- _Tarefas a realizar_:
a – Responda com base no trecho sobre oração e recolhimento interior:
(i) Que pergunta de S. Paulo é citada, e com que referência?
(ii) Que lugar a alma deve escolher para invocar e glorificar a Deus?
(iii) Qual é o título do capítulo XLI?
b – Reproduza sem alterações o segmento do trecho sobre oração e recolhimento interior que vai de "2. Se queres" até "lugares de devoção.", inclusive.

- _Trecho de origem_:
....................
1. Existem almas que nunca chegam a entrar nas verdadeiras alegrias do espírito, porque jamais suprimem definitivamente o apetite do gozo imoderado dos objetos exteriores e sensíveis. Observem bem essas almas que, se as igrejas e os oratórios materiais são lugares consagrados especialmente à oração, e se a imagem é o objeto que reaviva o fervor, isto não quer dizer que se deva empregar todo o gosto e sabor nesses meios visíveis, esquecendo de orar no templo vivo, isto é, no recolhimento interior. Para chamar nossa atenção para este ponto, o Apóstolo S. Paulo disse: “Não sabeis vós que sois templo de Deus, e que o espírito de Deus mora em vós?” (1Cor 3,16). A esta consideração nos convida a palavra, já citada, de Nosso Senhor à samaritana: “Aos verdadeiros adoradores, em espírito e verdade, é que convém adorar” (Jo 4,24). Muito pouco caso faz Deus de teus oratórios e lugares de oração bem dispostos e acomodados, se por empregares neles teu gozo e apetite tens menos desnudez interior que a pobreza de espírito na renúncia a tudo que podes possuir.
2. Se queres purificar a vontade do apetite e gozo e vã complacência nos objetos exteriores elevando-a livremente para Deus na oração, deves ter o cuidado de conservar a consciência pura e de guardar toda a tua vontade para Deus e a tua mente verdadeiramente fixa nele. E, como disse, é preciso escolheres o lugar mais afastado e solitário que puderes encontrar, aplicando então todo o gozo da vontade em invocar e glorificar a Deus. Quanto a essas pequenas satisfações exteriores, não faças caso delas, procurando antes negá-las. A alma, acostumada a saborear a devoção sensível, jamais conseguirá chegar à força do deleite espiritual achado na desnudez do espírito mediante o recolhimento interior.
CAPÍTULO XLI
De alguns danos em que caem as almas entregues
ao gozo sensível dos objetos e lugares de devoção.
....................
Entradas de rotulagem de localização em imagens
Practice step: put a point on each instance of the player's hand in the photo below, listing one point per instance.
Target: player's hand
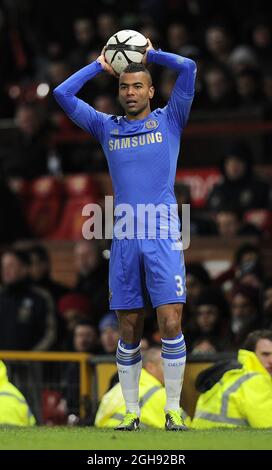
(105, 65)
(149, 47)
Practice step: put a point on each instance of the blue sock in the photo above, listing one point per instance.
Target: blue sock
(174, 358)
(129, 365)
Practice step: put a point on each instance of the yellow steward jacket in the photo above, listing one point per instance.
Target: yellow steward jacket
(243, 397)
(152, 402)
(14, 409)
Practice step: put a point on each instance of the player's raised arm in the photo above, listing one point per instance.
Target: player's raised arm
(80, 112)
(183, 92)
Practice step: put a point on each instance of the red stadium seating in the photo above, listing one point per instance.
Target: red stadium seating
(44, 206)
(80, 190)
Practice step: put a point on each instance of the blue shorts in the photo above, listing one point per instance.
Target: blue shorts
(137, 265)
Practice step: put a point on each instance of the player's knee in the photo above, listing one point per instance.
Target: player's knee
(170, 328)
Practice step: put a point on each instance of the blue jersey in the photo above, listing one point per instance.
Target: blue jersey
(142, 154)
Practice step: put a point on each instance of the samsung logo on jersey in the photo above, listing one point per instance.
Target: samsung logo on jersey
(135, 141)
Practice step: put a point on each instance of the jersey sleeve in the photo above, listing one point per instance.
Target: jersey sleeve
(81, 113)
(179, 104)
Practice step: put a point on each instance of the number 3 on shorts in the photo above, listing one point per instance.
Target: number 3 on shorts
(180, 289)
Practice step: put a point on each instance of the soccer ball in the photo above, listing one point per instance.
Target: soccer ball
(125, 47)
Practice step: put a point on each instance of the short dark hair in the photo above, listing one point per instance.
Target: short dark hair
(21, 255)
(134, 67)
(253, 338)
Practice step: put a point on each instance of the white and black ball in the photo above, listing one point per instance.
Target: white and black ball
(125, 47)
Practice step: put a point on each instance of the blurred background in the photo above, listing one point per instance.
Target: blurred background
(54, 294)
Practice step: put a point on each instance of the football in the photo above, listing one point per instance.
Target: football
(125, 47)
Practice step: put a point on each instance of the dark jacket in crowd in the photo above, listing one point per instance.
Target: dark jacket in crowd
(95, 286)
(26, 318)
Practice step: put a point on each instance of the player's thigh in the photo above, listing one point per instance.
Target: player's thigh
(165, 272)
(125, 277)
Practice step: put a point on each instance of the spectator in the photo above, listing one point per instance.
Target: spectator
(109, 335)
(210, 318)
(40, 272)
(85, 337)
(85, 38)
(27, 320)
(248, 85)
(262, 43)
(241, 59)
(13, 225)
(241, 395)
(245, 314)
(177, 37)
(247, 254)
(74, 307)
(218, 43)
(229, 223)
(239, 188)
(267, 304)
(199, 224)
(204, 345)
(219, 89)
(14, 410)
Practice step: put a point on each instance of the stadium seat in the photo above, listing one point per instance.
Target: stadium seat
(80, 190)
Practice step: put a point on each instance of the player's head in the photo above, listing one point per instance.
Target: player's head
(260, 342)
(135, 89)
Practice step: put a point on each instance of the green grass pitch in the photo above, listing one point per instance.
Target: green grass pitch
(92, 439)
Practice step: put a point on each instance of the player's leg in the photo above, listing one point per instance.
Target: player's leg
(127, 300)
(174, 358)
(129, 361)
(165, 276)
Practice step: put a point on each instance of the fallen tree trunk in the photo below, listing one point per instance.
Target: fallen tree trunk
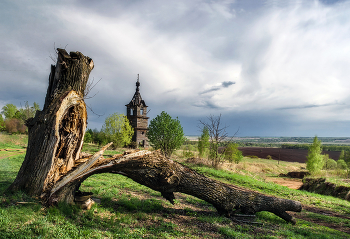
(53, 168)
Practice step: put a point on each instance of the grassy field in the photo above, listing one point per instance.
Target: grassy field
(129, 210)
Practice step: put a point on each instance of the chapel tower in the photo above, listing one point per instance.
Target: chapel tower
(136, 112)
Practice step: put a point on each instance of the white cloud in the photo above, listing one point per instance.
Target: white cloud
(285, 57)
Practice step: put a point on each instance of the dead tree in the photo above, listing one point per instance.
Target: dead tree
(54, 166)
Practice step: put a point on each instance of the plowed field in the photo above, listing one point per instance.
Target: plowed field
(289, 155)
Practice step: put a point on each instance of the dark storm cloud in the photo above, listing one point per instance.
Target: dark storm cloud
(272, 49)
(224, 84)
(304, 106)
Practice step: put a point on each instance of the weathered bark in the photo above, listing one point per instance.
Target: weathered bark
(56, 133)
(54, 168)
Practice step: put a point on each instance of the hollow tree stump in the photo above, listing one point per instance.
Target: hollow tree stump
(54, 167)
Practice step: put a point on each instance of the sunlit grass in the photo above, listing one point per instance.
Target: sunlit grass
(130, 210)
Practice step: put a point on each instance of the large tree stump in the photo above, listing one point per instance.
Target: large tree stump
(54, 168)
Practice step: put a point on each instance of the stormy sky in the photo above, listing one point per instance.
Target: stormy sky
(270, 68)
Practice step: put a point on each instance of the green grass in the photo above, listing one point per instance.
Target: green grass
(130, 210)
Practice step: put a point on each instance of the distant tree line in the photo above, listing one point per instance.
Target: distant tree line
(12, 119)
(316, 161)
(324, 147)
(116, 129)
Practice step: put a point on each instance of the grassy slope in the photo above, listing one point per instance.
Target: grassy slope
(130, 210)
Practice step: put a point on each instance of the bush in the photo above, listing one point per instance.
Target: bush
(341, 164)
(165, 133)
(232, 154)
(330, 164)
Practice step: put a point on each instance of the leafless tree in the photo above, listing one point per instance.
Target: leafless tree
(217, 134)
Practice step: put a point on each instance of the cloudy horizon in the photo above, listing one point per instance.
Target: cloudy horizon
(270, 68)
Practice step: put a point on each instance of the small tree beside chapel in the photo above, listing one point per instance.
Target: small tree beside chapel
(165, 133)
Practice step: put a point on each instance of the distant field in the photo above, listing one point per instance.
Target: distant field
(288, 155)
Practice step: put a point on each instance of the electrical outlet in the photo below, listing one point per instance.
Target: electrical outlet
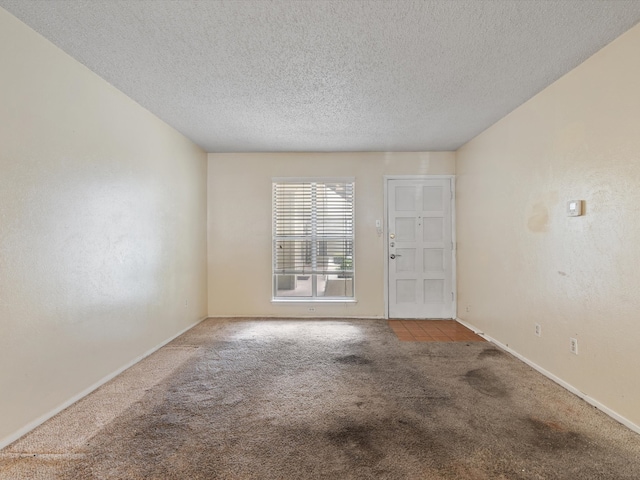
(573, 345)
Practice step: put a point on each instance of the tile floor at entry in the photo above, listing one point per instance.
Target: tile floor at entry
(433, 331)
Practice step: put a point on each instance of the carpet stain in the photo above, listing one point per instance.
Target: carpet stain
(486, 382)
(355, 441)
(491, 352)
(353, 360)
(549, 435)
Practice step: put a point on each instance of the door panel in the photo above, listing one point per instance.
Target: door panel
(420, 267)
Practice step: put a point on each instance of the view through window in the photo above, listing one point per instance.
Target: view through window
(313, 238)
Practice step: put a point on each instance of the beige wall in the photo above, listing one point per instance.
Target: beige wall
(521, 260)
(240, 225)
(102, 229)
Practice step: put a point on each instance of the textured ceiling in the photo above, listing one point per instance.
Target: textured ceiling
(329, 75)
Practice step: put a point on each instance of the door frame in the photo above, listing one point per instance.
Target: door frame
(454, 282)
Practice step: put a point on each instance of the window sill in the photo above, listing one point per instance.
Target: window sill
(314, 301)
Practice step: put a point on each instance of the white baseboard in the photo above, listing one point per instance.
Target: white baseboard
(43, 418)
(299, 317)
(616, 416)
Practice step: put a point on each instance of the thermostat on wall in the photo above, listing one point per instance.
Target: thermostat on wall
(574, 208)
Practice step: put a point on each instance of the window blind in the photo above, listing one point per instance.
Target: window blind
(313, 225)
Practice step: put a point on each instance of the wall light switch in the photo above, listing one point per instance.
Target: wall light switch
(574, 208)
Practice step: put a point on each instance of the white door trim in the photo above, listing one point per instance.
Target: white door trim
(454, 285)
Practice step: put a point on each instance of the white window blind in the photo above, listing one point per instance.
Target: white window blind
(313, 238)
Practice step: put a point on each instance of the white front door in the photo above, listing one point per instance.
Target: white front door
(420, 248)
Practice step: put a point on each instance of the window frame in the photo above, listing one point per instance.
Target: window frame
(313, 238)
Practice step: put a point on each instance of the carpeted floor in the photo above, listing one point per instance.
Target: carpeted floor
(284, 399)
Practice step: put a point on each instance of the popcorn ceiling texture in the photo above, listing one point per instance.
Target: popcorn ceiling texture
(331, 75)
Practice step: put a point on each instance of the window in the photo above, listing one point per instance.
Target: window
(313, 238)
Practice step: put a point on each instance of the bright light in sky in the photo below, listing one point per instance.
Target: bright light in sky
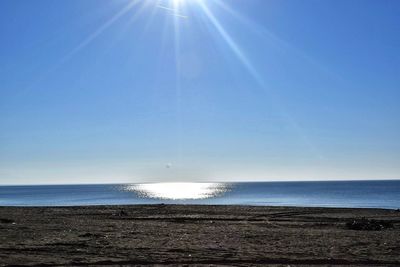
(223, 89)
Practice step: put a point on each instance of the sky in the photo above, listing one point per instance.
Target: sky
(198, 90)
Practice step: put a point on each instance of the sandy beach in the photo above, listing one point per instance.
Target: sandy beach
(195, 235)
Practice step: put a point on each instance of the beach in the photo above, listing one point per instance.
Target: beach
(196, 235)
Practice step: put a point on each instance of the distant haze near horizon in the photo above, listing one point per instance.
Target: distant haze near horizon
(131, 91)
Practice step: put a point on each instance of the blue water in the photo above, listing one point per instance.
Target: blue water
(364, 194)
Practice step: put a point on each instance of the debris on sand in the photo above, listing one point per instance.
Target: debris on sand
(121, 213)
(364, 224)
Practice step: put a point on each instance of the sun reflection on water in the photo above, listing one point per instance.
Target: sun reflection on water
(179, 191)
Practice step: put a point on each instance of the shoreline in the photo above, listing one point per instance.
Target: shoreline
(195, 235)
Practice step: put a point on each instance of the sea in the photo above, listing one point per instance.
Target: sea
(349, 194)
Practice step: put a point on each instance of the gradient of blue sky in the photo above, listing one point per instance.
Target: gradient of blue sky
(114, 91)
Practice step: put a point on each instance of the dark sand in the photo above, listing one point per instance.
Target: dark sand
(198, 235)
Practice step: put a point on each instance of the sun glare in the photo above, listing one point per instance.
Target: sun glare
(179, 190)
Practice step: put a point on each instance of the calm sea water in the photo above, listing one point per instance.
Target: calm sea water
(372, 194)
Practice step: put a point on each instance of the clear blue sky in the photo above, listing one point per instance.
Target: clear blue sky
(130, 91)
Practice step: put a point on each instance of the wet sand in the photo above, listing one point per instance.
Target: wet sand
(195, 235)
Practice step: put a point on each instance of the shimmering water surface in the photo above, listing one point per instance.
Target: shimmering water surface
(380, 194)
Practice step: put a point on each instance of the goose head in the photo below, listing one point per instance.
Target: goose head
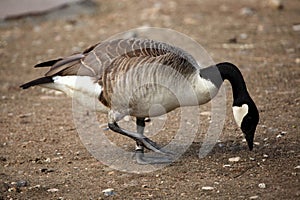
(247, 117)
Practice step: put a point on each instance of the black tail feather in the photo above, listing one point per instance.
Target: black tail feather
(48, 63)
(38, 81)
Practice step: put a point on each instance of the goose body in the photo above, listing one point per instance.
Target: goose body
(130, 76)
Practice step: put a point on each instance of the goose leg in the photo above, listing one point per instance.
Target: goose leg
(114, 116)
(139, 150)
(146, 142)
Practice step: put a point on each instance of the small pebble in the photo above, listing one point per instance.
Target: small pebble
(246, 11)
(243, 36)
(234, 159)
(21, 183)
(266, 156)
(207, 188)
(108, 192)
(277, 4)
(53, 190)
(296, 27)
(262, 185)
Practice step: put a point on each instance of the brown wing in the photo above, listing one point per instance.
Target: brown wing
(95, 60)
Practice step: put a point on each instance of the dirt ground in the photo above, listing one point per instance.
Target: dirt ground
(42, 156)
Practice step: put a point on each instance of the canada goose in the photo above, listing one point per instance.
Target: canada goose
(124, 76)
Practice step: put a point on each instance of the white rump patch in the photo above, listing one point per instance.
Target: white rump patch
(239, 112)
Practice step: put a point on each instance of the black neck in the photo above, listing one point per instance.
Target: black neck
(230, 72)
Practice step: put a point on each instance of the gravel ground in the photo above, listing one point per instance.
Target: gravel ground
(42, 156)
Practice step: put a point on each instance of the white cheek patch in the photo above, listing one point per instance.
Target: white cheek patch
(239, 112)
....................
- _Resultados do exercício_:
a –
(i) "Não sabeis vós que sois templo de Deus, e que o espírito de Deus mora em vós?" (1Cor 3,16).
(ii) O lugar mais afastado e solitário que puder encontrar.
(iii) "De alguns danos em que caem as almas entregues ao gozo sensível dos objetos e lugares de devoção."

b –
2. Se queres purificar a vontade do apetite e gozo e vã complacência nos objetos exteriores elevando-a livremente para Deus na oração, deves ter o cuidado de conservar a consciência pura e de guardar toda a tua vontade para Deus e a tua mente verdadeiramente fixa nele. E, como disse, é preciso escolheres o lugar mais afastado e solitário que puderes encontrar, aplicando então todo o gozo da vontade em invocar e glorificar a Deus. Quanto a essas pequenas satisfações exteriores, não faças caso delas, procurando antes negá-las. A alma, acostumada a saborear a devoção sensível, jamais conseguirá chegar à força do deleite espiritual achado na desnudez do espírito mediante o recolhimento interior.
CAPÍTULO XLI
De alguns danos em que caem as almas entregues
ao gozo sensível dos objetos e lugares de devoção.